Extrait source:
Amérique Latine : la démocratie attaquée

Publié le par sceptix


La démocratie attaquée: “Les média étaient notre arme secrète en Amérique Latine”

Latin America : the attack on democracy

Par John Pilger *
The New Statesman. Published 24 April 2008.
Mondialisation.ca. Canada, Le 30 avril 2008

Au-delà du bruit et de la fureur de sa conquête de l’Irak et de sa campagne contre l’Iran, la première puissance mondiale mène une guerre discrète sur un autre continent, l’Amérique latine. En ayant recours à des intermédiaires, Washington vise à restaurer et renforcer le contrôle politique d’un groupe de privilégiés qui prétendent appartenir aux classes moyennes, à détourner la responsabilité des massacres et trafics de drogue du régime psychotique colombien et ses maffieux, et d’écraser les espoirs de la majorité pauvre d’Amérique latine qui ont été soulevés par les gouvernements réformistes du Venezuela, de l’Equateur et de la Bolivie.

En Colombie, le principal champ de bataille, la véritable nature de la lutte, une lutte de classes, est brouillée par les FARC qui se livrent aux enlèvements et trafics de drogue, fournissant ainsi des arguments à ceux qui tentent de salir l’image de tous ceux qui ont marqué l’histoire épique de la rébellion en Amérique latine par leur opposition au proto-fascisme du régime de Bush. « On ne combat pas le terrorisme par le terrorisme, » a déclaré le Président Hugo Chavez lorsque les avions de guerre US écrasèrent sous leurs bombes des milliers de civils afghans, après les attentats du 11 septembre. C’est ainsi qu’il devint l’homme à abattre. Pourtant, comme tous les sondages le confirment, il ne faisait qu’exprimer l’opinion de la grande majorité des gens qui ont compris que la « guerre contre le terrorisme » était en réalité une croisade pour la domination. Pratiquement le seul chef d’Etat à oser défier Bush, Chavez fût déclaré un ennemi, et son projet d’une social-démocratie indépendante des Etats-Unis fût considéré comme une menace pour le contrôle du continent par Washington. « Pire encore, » écrivait le spécialiste de l’Amérique latine, James Petras, « la politique nationaliste de Chavez représentait une alternative en Amérique latine au moment (2002-2003) où les insurrections massives, les révoltes populaires, les chutes de régimes marionnettes des Etats-Unis (Argentine, Equateur, Bolivie) faisaient tous les jours la une des journaux. »

Lignes fournies:

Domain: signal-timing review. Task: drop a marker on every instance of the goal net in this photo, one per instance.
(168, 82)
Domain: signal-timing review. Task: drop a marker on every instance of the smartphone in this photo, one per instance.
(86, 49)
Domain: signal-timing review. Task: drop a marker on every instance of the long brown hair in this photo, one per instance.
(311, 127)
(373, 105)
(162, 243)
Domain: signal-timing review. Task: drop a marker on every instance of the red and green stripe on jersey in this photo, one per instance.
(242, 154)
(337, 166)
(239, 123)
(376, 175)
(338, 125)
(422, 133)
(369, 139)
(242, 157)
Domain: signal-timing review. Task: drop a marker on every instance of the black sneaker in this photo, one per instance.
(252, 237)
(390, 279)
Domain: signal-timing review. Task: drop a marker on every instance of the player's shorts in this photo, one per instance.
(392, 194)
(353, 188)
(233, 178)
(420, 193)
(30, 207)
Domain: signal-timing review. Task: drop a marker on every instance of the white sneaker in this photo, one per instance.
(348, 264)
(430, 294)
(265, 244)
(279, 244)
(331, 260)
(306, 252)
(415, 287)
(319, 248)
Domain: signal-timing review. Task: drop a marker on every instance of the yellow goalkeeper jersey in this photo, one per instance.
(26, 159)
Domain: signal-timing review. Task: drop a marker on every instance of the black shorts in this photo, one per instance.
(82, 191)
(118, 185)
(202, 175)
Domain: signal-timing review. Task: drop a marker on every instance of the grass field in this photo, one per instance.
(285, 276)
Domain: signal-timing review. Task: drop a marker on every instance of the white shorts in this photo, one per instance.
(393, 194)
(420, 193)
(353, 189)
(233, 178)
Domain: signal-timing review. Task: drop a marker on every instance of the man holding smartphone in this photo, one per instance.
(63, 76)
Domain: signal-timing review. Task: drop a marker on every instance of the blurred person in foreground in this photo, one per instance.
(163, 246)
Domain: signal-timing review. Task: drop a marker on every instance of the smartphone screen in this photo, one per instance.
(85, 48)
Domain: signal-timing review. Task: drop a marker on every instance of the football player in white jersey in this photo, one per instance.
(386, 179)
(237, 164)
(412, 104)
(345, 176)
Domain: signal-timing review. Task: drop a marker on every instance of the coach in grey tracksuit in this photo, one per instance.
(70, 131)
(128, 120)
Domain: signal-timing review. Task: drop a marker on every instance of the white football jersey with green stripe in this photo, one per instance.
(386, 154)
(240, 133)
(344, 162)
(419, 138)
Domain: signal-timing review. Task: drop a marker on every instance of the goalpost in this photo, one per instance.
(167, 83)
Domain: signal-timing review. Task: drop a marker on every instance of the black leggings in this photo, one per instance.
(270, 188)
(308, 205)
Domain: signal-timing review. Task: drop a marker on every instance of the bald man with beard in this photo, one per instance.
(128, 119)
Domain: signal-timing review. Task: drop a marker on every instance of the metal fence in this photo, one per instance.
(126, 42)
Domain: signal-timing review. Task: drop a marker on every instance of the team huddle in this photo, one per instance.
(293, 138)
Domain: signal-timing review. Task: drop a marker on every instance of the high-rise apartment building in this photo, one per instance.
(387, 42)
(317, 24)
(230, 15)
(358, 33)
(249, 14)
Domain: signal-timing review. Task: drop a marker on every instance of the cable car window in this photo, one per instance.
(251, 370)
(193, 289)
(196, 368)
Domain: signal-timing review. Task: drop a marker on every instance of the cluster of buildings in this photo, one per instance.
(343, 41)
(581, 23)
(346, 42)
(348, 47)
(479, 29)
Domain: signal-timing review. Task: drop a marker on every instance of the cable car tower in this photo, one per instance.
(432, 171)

Consigne écrite 1:
D'après l'article sur l'Amérique latine, qu'est-ce qui a fait d'Hugo Chavez « l'homme à abattre » ? Répondez en une à trois phrases.
Consigne écrite 2:
Recopiez un passage de l'article sur l'Amérique latine. Commencez aux mots « Amérique Latine : la » et arrêtez-vous après les mots « 24 April 2008. ».

Réponse complète 1:
Hugo Chavez est devenu l'homme à abattre après avoir déclaré « On ne combat pas le terrorisme par le terrorisme ». Il l'a dit lorsque les avions de guerre américains bombardaient des milliers de civils afghans, après les attentats du 11 septembre.

Réponse complète 2:
Amérique Latine : la démocratie attaquée

Publié le par sceptix


La démocratie attaquée: “Les média étaient notre arme secrète en Amérique Latine”

Latin America : the attack on democracy

Par John Pilger *
The New Statesman. Published 24 April 2008.